-- Opening Marker --

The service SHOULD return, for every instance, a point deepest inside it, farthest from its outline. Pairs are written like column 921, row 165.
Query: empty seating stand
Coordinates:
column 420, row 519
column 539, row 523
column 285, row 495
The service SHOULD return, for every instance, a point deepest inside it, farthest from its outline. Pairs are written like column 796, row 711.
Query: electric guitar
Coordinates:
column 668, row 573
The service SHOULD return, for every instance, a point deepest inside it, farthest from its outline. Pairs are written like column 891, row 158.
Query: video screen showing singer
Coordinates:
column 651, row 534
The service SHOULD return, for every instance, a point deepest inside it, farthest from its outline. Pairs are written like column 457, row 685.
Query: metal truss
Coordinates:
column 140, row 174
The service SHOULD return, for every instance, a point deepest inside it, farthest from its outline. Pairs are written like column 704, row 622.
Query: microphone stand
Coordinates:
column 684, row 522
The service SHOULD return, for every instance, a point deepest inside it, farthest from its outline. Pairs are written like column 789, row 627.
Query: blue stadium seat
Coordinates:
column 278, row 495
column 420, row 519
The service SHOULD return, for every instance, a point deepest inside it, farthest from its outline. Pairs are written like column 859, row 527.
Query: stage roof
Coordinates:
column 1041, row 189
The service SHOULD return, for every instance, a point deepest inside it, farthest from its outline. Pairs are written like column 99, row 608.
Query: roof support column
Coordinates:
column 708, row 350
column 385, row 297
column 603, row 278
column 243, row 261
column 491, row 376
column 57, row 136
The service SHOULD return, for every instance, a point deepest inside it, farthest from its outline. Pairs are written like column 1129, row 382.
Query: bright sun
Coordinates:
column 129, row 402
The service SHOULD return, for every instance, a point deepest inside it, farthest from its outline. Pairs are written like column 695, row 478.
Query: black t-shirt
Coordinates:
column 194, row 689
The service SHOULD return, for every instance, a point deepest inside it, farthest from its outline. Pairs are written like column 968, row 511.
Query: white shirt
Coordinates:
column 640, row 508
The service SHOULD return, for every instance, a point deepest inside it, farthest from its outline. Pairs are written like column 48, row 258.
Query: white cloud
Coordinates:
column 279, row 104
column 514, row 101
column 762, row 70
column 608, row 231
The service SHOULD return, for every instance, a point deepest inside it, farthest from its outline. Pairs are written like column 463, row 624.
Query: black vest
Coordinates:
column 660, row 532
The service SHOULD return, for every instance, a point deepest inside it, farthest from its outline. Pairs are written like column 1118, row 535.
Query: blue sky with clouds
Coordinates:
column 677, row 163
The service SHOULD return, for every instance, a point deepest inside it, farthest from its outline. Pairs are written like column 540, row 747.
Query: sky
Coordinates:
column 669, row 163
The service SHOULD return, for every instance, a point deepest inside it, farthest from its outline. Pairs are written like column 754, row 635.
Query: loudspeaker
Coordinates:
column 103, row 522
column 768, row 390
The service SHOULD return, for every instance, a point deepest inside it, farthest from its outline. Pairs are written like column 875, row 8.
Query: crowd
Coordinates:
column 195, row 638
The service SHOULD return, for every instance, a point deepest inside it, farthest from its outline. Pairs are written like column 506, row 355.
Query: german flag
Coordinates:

-- Closing Marker --

**WHAT YOU ARE ASKED TO DO**:
From the first line to the last, set down every record exactly as written above.

**TASK SOLUTION**:
The service SHOULD return, for every instance, a point deepest inside it, farthest from its outline. Pairs are written like column 921, row 165.
Query: empty seating stand
Coordinates:
column 420, row 519
column 539, row 523
column 285, row 495
The service SHOULD return, for every instance, a point deepest inside it, farthest from its outline. Pairs are written like column 796, row 711.
Query: electric guitar
Coordinates:
column 668, row 573
The service SHOULD return, for every instance, a point deepest inside it, farthest from its outline. Pairs are written like column 891, row 158.
Query: video screen showing singer
Coordinates:
column 651, row 534
The service SHOULD return, for every instance, a point deepest inside it, farthest from its outline. Pairs are written like column 457, row 685.
Query: metal truss
Coordinates:
column 140, row 174
The service SHOULD return, for every instance, a point deepest inside it, farthest from its outline. Pairs are written like column 704, row 622.
Query: microphone stand
Coordinates:
column 684, row 522
The service SHOULD return, for every instance, a point deepest inside it, farthest from its outline. Pairs are written like column 789, row 627.
Query: blue stadium seat
Coordinates:
column 278, row 495
column 420, row 519
The service SHOULD return, for every instance, a point deepest inside it, farthest from its outline. Pairs are written like column 859, row 527.
Query: stage roof
Coordinates:
column 1041, row 189
The service SHOULD return, for every instance, a point deepest inside it, farthest from its outline. Pairs are written like column 99, row 608.
Query: roof support column
Coordinates:
column 708, row 350
column 385, row 297
column 603, row 278
column 243, row 261
column 491, row 376
column 57, row 136
The service SHOULD return, for every instance, a point deepest inside it, farthest from its outline. Pairs are written like column 1129, row 382.
Query: bright sun
Coordinates:
column 129, row 402
The service SHOULD return, for every instance, a point deepest inside it, farthest from its outline. Pairs are written like column 695, row 478.
Query: black t-shirt
Coordinates:
column 194, row 689
The service SHOULD return, for every instance, a point deepest inside it, farthest from its outline. Pairs are written like column 968, row 511.
Query: white shirt
Coordinates:
column 640, row 508
The service SHOULD return, for every instance, a point deepest inside it, farthest from its outline. Pairs are written like column 48, row 258.
Query: white cloud
Coordinates:
column 279, row 104
column 514, row 101
column 762, row 70
column 608, row 231
The service SHOULD return, for every instance, a point deepest inside it, farthest from its outline. Pairs are written like column 463, row 624.
Query: black vest
Coordinates:
column 660, row 532
The service SHOULD return, for every instance, a point deepest inside it, farthest from its outline. Pairs are written like column 1118, row 535.
Query: blue sky with clouds
Coordinates:
column 677, row 163
The service SHOULD return, for every instance, a point deepest inside it, farthest from its outline. Pairs are written like column 540, row 747.
Query: sky
Coordinates:
column 669, row 163
The service SHOULD return, for every instance, a point deepest inside it, farthest from its outline. Pairs are written like column 754, row 635.
Query: loudspeaker
Coordinates:
column 103, row 522
column 768, row 390
The service SHOULD return, for every instance, a point deepest inside it, farthest from its outline. Pairs are written like column 875, row 8.
Query: crowd
Coordinates:
column 195, row 638
The service SHOULD return, for every instance, a point deepest inside it, farthest from its outline. Pairs are written like column 506, row 355.
Query: german flag
Coordinates:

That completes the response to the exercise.